--- Trecho do texto ---

Os EUA e a eleição na Nicarágua

NEWTON CARLOS
ESPECIAL PARA A FOLHA

Os EUA travam outra guerra na Nicarágua e os alvos são os mesmos dos anos 80: Daniel Ortega e a Frente Sandinista de Libertação Nacional. Só que agora contam votos, e não luta armada, para impedir que Ortega, líder nas pesquisas de opinião, ganhe a eleição presidencial de 5 de novembro.
Há preocupação com interferências do presidente Hugo Chávez, da Venezuela, tempero freqüente em disputas políticas em países latino-americanos.
Mas o semanário "Confidencial", de um membro da família Chamorro, com fortes antecedentes anti-sandinistas, escreveu que "a Venezuela tem sido mais esperta do que os EUA".
Seu embaixador "trata de se manter discreto".
O americano, Paul A. Trivelli, ao contrário, "age com arrogância, se comporta como um ator político e quase diariamente dá sua opinião sobre quem deve ser o futuro presidente". Alguns órgãos de imprensa se referiram a ele como um sexto candidato presidencial: empenhou-se com visibilidade total, como se fosse um articulador nacional de movimentos partidários, com o objetivo de reunificar a "família liberal". Esta se dividiu em três partidos, o que enfraqueceu a oposição aos sandinistas -embora Ortega comande uma frente esfarrapada, com rastros de corrupção, formada do que restou da organização revolucionária convertida em partido político.

Ex-inimigos
Acontece que Ortega, após perder velhos amigos, conseguiu atrair velhos inimigos. O argumento é "reconciliação".
Seu candidato a vice é o ex-contra Jaime Morales, da guerrilha que tentou derrubar o regime sandinista numa guerra suja financiada pelos EUA.

--- Dados do exercício ---

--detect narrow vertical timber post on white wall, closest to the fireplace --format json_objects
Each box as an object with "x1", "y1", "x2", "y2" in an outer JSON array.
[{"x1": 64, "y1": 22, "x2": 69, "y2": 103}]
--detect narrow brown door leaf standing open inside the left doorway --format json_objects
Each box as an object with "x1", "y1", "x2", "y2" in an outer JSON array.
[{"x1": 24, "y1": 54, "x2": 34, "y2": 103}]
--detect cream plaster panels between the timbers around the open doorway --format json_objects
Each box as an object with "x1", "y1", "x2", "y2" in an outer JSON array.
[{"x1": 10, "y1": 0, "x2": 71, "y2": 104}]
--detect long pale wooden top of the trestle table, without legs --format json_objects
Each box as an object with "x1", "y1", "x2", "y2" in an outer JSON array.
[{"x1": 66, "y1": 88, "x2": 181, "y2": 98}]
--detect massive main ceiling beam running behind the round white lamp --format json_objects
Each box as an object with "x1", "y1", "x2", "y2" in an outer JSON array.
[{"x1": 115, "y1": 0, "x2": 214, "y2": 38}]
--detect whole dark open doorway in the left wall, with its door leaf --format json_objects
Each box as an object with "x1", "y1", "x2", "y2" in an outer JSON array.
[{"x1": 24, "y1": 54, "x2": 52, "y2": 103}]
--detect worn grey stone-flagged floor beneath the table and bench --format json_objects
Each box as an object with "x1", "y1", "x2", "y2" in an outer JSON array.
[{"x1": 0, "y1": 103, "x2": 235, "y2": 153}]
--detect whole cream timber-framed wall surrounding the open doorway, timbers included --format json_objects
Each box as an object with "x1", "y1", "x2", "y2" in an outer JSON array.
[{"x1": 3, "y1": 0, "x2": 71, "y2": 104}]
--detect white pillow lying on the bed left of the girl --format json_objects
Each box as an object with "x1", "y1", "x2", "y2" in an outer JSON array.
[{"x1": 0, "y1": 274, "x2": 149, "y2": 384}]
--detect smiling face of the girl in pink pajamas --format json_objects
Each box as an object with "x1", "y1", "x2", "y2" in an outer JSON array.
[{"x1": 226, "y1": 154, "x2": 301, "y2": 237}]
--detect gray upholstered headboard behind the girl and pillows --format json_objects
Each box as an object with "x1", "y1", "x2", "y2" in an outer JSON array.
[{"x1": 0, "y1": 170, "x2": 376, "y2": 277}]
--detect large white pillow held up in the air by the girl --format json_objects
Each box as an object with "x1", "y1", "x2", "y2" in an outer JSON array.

---

* Detalhes da tarefa
Você pode continuar o texto sobre os EUA e a eleição na Nicarágua a partir do ponto em que ele termina? A listagem é um material à parte, sem ligação com o texto sobre a eleição na Nicarágua.

* Resposta abaixo
Ortega se aproximou do partido Resistência Nicaragüense, também de ex-contras, e acabou formalizando aliança. As amarguras de três derrotas em eleições presidenciais se sobrepuseram a veleidades como coerência. Os sandinistas e seus antigos inimigos assinaram um pacto de 15 pontos prometendo que "a família nicaragüense nunca mais recorrerá a métodos violentos para resolver suas diferenças".
No mesmo ato, a candidatura de Ortega recebeu o apoio de Maria Rizo, irmã de um ex-vice-presidente, agora candidato de um dos ramos da "família liberal", o partido Liberal Nacionalista. O mais forte adversário de Ortega, Eduardo Montealegre, pertence a outro ramo, a Aliança Liberal Nicaragüense.
Mesmo com toda essa reciclagem, os sandinistas continuam assombrando Washington. Nas eleições de 2001, perdidas por Ortega, Jeb Bush, irmão do presidente Bush e governador da Flórida, publicou texto de página inteira no "La Prensa", da família Chamorro, afirmando que "Ortega é inimigo de tudo o que os EUA representam" e não aceita os "princípios básicos da democracia e do livre mercado".
Na campanha atual, o embaixador Trivelli faz dupla com o deputado Dan Burton, que apelou para que os eleitores nicaragüenses não coloquem em risco "as excelentes relações entre a Nicarágua e os EUA" votando em Ortega. Também pediu que se faça uma frente anti-sandinista.
Trivelli disse que explicar reações do Congresso americano não é intervenção. Um repórter da rede britânica BBC perguntou a Ortega se ele é ainda um revolucionário. A resposta foi um "inequívoco" sim.
Com o seguinte adendo: "No passado lutamos uma revolução com armas, mas a Nicarágua está agora em nova etapa.
Agora o projeto revolucionário é feito por meio do voto".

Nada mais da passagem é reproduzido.